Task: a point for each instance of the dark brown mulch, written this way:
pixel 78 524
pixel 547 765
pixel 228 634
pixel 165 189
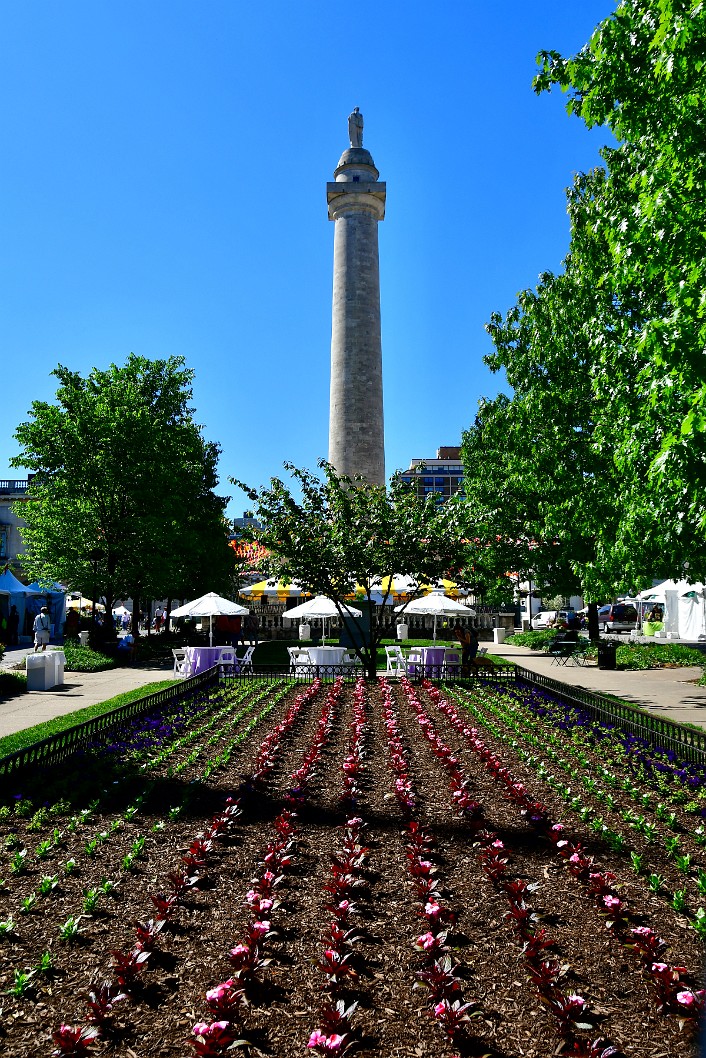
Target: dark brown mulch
pixel 393 1017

———

> _What you will do_
Using the data above, print every line exactly, omitting pictures.

> _Expected answer_
Task: a point for each instance of the dark brown mulch, written this way:
pixel 78 524
pixel 547 765
pixel 228 634
pixel 165 189
Target: dark brown mulch
pixel 393 1017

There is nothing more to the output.